= Work task A =
Quote the transcript on political news coverage word for word, between "Again, you wrote" and "get enough of.", inclusive.
= Work task B =
Write what comes next in the transcript on political news coverage, beginning after its final sentence.

= Provided passage =
Right. We spent a bunch of time saying well, is this strategy? Is this planning? He’s been good at saying, this is all reactive of him. It’s all instinctive and reactive. The fact that he’s brought this rogues’ gallery to Washington with him, stories about Omarosa and the 10 days of Scaramucci, they’re all delicious stories.
Again, you wrote this great story about Jared Kushner and Ivanka being sort of booed in Washington. There is constantly this refrain of going, “Well, we shouldn’t over-cover that stuff. We really need to do talk about the EPA. We need to explain tax policy.” But at some point you can’t force that to readers.
JR: Well, he’s governing in plotlines, right? And narratives.
SE: That’s right.
JR: The danger is we all get swept up in narratives and our readers get swept up in narratives. Peter, to your point, the heavy policy stories that we do, the heartland stories that we do, they are not on our most-viewed list. That means we’re lucky enough that we will keep doing them because we have the resources, but the readers, you can say, “Eat your peas,” all you want, there’s just a reality here that certain stories are just, readers cannot get enough of.

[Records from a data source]
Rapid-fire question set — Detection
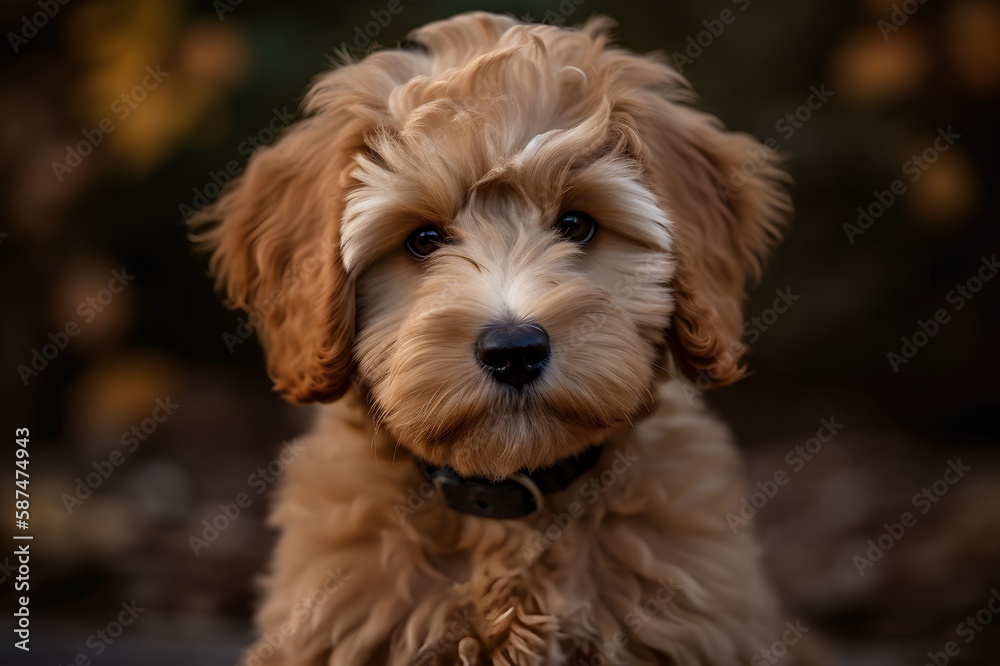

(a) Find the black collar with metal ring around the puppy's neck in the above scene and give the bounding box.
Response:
[417,446,601,518]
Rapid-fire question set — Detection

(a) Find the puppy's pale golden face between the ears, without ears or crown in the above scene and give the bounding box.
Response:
[350,123,672,476]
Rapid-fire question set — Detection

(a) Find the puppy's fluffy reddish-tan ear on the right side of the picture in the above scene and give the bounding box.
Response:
[619,58,791,387]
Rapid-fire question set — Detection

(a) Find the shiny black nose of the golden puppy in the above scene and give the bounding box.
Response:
[476,324,549,387]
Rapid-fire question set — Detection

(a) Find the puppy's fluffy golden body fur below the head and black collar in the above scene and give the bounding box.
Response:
[247,385,780,666]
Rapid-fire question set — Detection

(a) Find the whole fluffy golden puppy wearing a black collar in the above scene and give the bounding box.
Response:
[194,12,805,666]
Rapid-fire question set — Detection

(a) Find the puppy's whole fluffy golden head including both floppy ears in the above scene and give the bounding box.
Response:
[193,13,788,478]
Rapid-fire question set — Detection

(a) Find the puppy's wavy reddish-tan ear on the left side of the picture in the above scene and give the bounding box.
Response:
[192,113,364,403]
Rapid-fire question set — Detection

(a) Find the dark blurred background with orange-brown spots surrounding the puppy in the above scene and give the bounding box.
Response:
[0,0,1000,666]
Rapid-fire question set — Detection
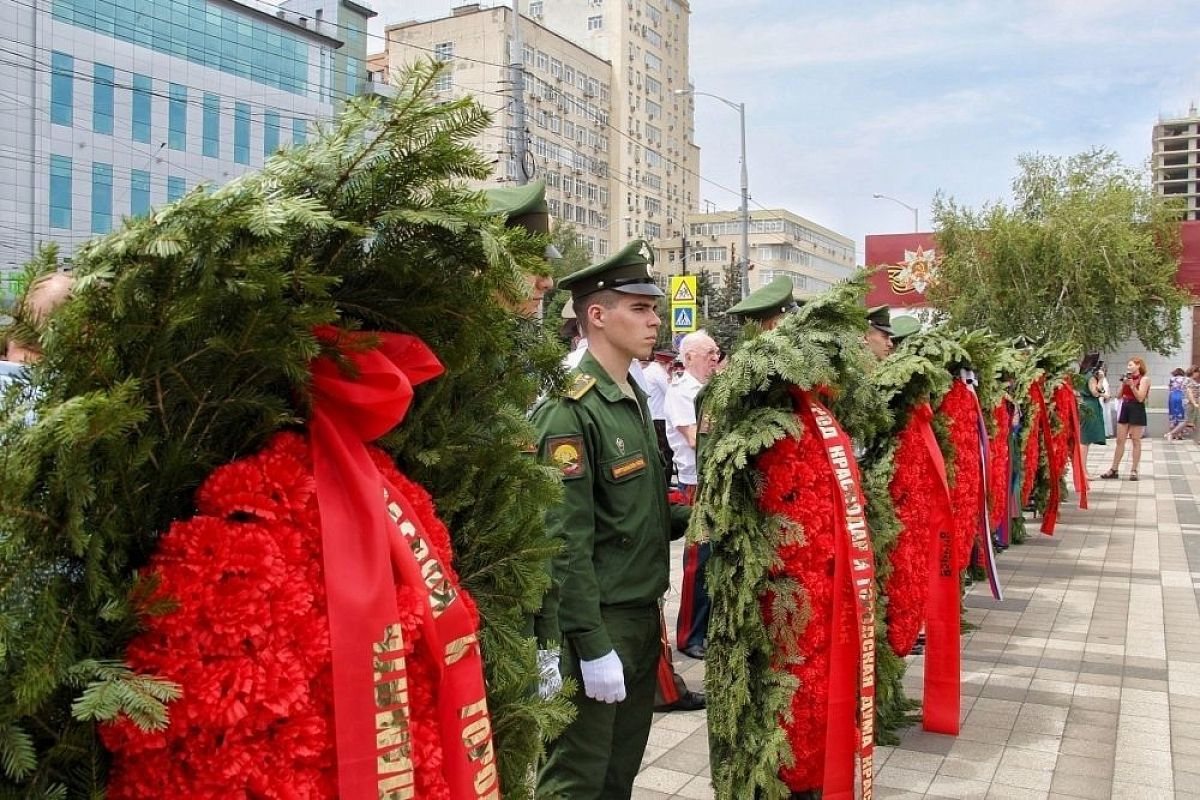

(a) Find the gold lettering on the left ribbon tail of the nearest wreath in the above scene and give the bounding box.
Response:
[372,622,416,800]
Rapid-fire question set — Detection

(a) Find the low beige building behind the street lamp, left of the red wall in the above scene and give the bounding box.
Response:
[654,209,856,297]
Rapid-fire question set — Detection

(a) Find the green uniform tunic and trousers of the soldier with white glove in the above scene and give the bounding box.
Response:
[532,353,671,800]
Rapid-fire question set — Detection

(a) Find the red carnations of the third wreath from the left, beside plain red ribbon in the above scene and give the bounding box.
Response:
[884,419,946,657]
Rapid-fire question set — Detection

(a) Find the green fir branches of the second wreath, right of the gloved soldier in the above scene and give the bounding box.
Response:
[689,276,890,799]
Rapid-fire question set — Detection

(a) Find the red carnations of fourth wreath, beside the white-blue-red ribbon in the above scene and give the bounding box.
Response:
[937,380,984,571]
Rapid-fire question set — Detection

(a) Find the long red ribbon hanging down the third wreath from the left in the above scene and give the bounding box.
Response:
[908,403,961,734]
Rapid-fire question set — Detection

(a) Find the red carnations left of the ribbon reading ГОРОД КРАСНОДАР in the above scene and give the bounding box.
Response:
[757,417,836,792]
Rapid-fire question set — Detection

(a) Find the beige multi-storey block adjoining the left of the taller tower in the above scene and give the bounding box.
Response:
[371,5,616,255]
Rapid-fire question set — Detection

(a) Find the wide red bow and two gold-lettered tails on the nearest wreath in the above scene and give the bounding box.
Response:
[308,326,499,800]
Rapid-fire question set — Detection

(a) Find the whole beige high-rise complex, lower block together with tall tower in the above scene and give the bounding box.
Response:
[388,0,700,255]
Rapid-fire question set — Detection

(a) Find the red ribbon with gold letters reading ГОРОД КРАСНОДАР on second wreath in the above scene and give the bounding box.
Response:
[792,386,875,800]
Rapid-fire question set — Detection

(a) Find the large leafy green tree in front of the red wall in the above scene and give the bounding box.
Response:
[928,149,1186,353]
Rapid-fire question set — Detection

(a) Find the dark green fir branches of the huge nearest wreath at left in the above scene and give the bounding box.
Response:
[0,65,569,798]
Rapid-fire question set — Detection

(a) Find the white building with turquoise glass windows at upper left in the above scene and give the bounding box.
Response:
[0,0,374,271]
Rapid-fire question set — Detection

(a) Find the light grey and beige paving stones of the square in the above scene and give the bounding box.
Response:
[634,438,1200,800]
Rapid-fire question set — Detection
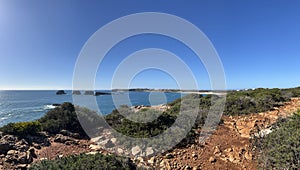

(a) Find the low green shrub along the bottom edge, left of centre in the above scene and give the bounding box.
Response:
[30,153,136,170]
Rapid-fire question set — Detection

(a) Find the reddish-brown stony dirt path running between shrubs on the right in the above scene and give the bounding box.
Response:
[156,98,300,170]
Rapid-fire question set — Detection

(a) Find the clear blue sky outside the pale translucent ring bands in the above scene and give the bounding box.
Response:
[0,0,300,89]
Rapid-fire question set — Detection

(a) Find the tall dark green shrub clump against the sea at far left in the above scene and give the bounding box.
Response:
[0,103,104,138]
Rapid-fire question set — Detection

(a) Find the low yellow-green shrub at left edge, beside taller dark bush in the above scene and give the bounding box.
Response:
[0,121,41,137]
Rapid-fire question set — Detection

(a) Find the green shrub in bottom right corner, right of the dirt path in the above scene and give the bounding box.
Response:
[254,111,300,169]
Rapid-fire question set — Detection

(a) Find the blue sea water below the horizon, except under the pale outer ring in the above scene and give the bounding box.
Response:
[0,90,182,127]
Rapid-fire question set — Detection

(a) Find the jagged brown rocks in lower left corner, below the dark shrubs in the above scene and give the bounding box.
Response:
[0,130,85,169]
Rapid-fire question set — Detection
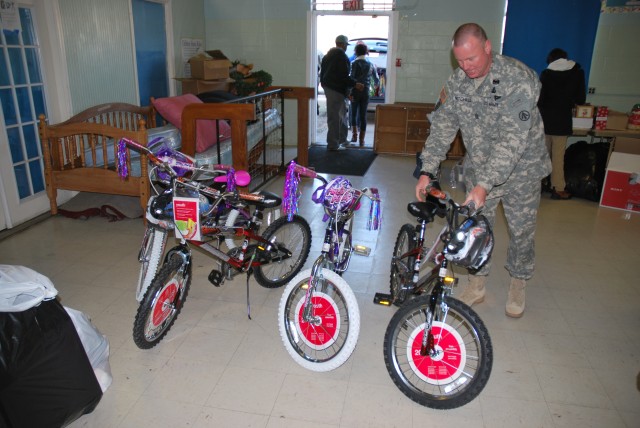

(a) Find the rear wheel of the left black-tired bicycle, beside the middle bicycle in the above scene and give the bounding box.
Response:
[254,215,311,288]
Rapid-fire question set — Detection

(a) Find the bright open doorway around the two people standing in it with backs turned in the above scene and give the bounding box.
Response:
[311,11,391,149]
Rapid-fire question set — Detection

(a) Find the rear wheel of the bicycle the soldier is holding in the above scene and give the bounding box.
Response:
[389,224,418,306]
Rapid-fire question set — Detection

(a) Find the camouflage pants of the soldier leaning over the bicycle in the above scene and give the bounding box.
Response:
[476,181,540,280]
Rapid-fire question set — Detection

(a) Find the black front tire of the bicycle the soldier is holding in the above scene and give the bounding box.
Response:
[384,294,493,409]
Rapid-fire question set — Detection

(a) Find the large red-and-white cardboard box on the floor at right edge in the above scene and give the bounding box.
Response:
[600,151,640,212]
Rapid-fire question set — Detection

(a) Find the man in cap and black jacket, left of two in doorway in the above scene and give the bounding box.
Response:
[320,35,363,151]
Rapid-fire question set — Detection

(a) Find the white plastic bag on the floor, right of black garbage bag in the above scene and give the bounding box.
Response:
[64,306,113,393]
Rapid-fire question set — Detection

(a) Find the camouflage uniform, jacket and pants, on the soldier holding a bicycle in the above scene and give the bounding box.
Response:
[421,54,551,280]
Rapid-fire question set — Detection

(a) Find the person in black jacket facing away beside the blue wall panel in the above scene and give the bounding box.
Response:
[538,48,586,199]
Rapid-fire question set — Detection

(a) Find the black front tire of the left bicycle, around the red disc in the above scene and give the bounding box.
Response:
[133,253,191,349]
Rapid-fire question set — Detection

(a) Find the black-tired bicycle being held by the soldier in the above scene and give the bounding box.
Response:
[374,187,493,409]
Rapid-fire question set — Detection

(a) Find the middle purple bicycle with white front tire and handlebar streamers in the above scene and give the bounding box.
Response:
[278,162,381,372]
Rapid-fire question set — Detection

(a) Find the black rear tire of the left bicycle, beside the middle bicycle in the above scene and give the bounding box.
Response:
[254,215,311,288]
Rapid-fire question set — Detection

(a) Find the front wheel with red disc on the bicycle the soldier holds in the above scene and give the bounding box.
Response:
[384,294,493,409]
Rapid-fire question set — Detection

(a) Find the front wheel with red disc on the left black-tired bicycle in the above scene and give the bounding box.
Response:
[133,251,191,349]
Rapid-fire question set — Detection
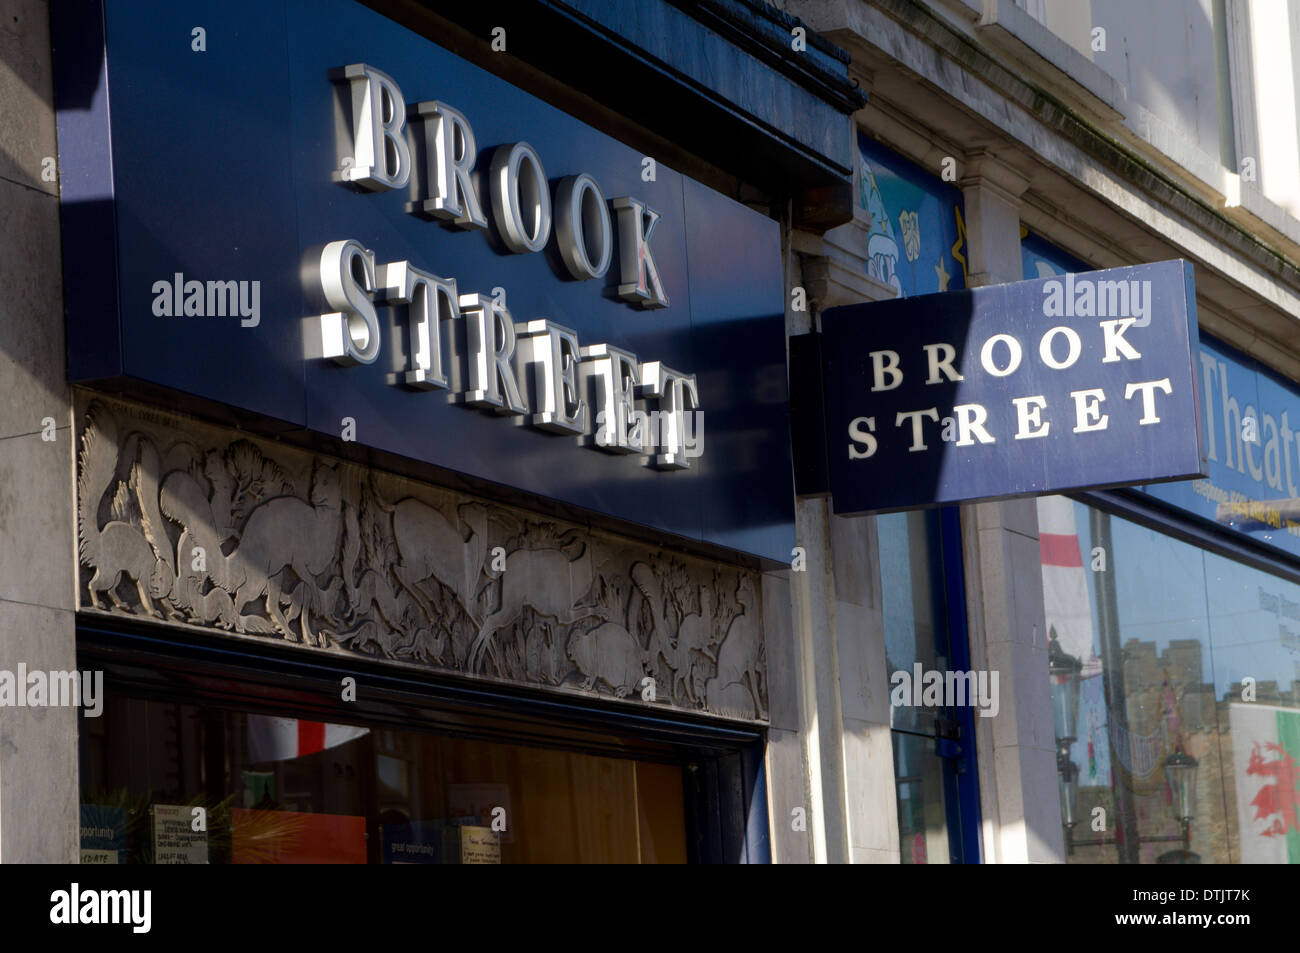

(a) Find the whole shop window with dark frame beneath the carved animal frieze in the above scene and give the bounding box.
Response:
[79,624,766,863]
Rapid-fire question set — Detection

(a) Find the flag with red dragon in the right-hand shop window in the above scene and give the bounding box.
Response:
[1229,703,1300,863]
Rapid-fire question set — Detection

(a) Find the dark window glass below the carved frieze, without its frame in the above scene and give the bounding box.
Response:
[81,694,688,863]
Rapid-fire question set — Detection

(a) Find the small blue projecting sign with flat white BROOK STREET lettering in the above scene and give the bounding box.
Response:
[822,261,1205,514]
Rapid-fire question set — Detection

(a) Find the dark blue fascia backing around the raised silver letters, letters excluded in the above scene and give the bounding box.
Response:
[56,0,793,562]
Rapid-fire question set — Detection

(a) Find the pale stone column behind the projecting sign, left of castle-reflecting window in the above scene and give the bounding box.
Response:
[959,151,1065,863]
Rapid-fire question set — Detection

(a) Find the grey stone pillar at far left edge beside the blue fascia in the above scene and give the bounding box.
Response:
[0,3,81,863]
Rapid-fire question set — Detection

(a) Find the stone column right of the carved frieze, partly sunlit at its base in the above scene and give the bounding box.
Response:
[764,120,900,863]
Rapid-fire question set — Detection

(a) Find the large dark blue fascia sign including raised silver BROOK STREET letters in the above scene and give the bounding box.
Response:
[53,0,793,560]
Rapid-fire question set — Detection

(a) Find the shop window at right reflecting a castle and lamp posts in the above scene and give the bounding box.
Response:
[1039,497,1300,863]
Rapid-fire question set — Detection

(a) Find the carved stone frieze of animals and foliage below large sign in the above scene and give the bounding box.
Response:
[77,398,767,722]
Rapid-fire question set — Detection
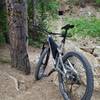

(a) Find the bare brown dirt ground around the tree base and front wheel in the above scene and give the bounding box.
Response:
[0,37,100,100]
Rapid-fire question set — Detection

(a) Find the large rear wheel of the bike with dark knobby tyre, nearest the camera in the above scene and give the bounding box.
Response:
[58,52,94,100]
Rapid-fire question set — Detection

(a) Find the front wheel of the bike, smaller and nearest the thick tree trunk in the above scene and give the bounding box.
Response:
[35,48,50,80]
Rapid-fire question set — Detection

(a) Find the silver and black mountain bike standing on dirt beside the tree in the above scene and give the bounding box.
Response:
[35,24,94,100]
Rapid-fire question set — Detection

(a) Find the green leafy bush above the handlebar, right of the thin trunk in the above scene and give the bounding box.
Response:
[36,0,59,29]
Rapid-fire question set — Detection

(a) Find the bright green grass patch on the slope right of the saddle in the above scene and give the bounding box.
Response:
[66,17,100,37]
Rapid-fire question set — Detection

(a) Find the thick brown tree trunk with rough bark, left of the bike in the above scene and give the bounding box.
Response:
[6,0,30,74]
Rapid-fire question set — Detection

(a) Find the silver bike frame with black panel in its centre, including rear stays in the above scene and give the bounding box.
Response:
[42,35,76,77]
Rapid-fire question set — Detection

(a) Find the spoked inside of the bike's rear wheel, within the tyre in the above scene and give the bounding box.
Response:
[63,57,87,100]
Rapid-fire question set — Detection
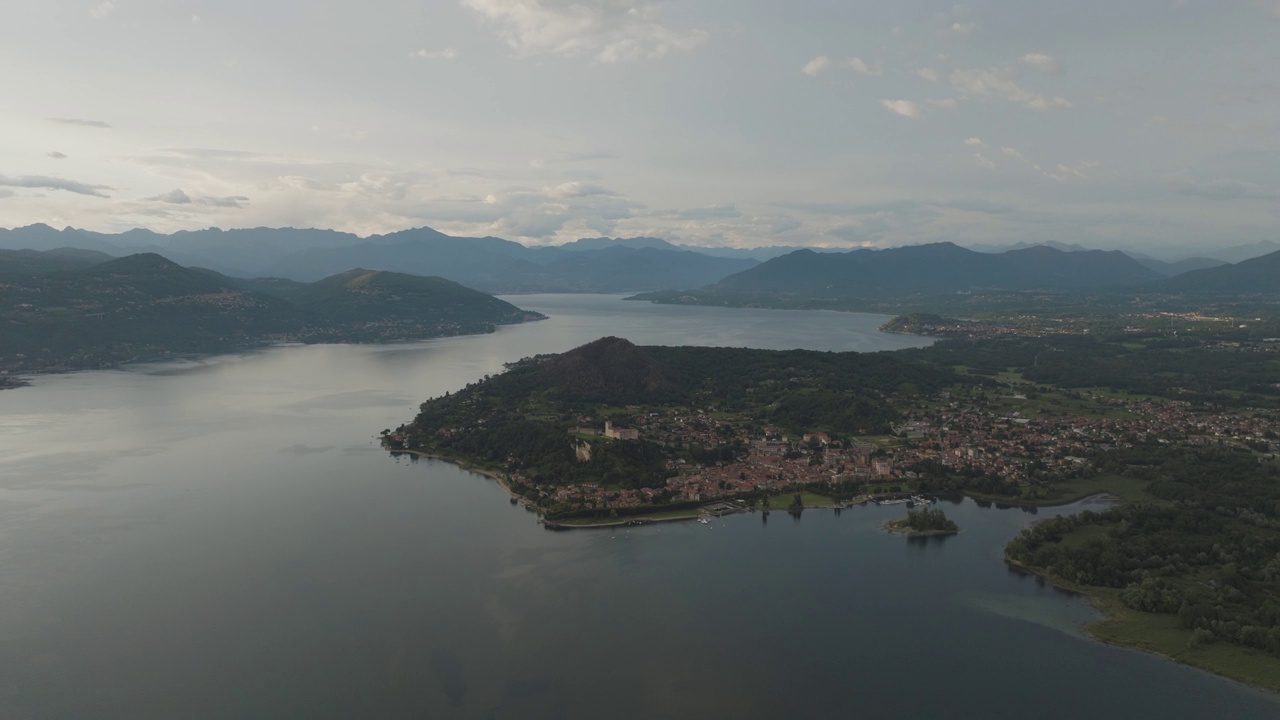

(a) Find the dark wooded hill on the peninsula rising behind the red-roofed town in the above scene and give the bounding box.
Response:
[392,337,956,488]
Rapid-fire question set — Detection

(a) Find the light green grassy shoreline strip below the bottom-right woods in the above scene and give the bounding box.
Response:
[1004,553,1280,694]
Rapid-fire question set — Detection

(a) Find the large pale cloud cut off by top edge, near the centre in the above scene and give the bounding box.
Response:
[461,0,709,63]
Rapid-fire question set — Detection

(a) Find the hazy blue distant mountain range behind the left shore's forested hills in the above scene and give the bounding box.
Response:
[0,224,758,292]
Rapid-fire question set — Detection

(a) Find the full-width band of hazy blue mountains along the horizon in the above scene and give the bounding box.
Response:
[0,224,1280,293]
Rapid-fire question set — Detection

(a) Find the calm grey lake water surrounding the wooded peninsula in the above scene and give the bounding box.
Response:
[0,296,1280,720]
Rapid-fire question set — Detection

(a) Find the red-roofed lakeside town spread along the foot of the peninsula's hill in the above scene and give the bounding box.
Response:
[387,392,1280,512]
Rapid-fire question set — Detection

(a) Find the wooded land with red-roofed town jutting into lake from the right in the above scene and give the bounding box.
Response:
[384,320,1280,691]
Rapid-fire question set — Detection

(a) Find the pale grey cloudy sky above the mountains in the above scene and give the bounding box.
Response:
[0,0,1280,252]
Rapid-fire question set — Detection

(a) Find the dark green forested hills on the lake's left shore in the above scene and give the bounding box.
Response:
[0,252,538,373]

= Answer section A =
Again, you wrote this great story about Jared Kushner and Ivanka being sort of booed in Washington. There is constantly this refrain of going, “Well, we shouldn’t over-cover that stuff. We really need to do talk about the EPA. We need to explain tax policy.” But at some point you can’t force that to readers.
JR: Well, he’s governing in plotlines, right? And narratives.
SE: That’s right.
JR: The danger is we all get swept up in narratives and our readers get swept up in narratives. Peter, to your point, the heavy policy stories that we do, the heartland stories that we do, they are not on our most-viewed list. That means we’re lucky enough that we will keep doing them because we have the resources, but the readers, you can say, “Eat your peas,” all you want, there’s just a reality here that certain stories are just, readers cannot get enough of.

= Answer section B =
SE: Yeah, and I think that before this is all ... before Trump was the only thing that we talked about, the only thing that we talked about in media was how there was this revolution in media where the editors of the New York Times and the Washington Post weren’t able to shake their fingers at people and say, “This is what you have to read.” There was citizen journalism. There were all these other upstarts — Vox, for example — that had sort of started out of what fan, what people who were like rabid fans for a particular area wanted to read about.
So I think that now everybody’s saying, “Well, the New York Times has to be really responsible and the Washington Post and everybody else has to be really responsible.” But people want to read what they want to read. They want to read infotainment.
There’s a good segue there to Facebook and their role. I think, again, after the election there was this immediate thing about fake news and then that morphed into a Facebook and Russia story and how there’s been Facebook manipulated and text reckoning. But I think the big story about Facebook is the broader one about sort of disrupting the power of the New York Times and the Washington Post to set that agenda. It’s now set by an algorithm, right?
Facebook will say, “No, you’re setting it. The consumer is setting it. You’re telling us what you want and we give you more of that, so don’t blame the computers. Blame yourself.” But to me that is one of the big stories of the year, Trump or no Trump.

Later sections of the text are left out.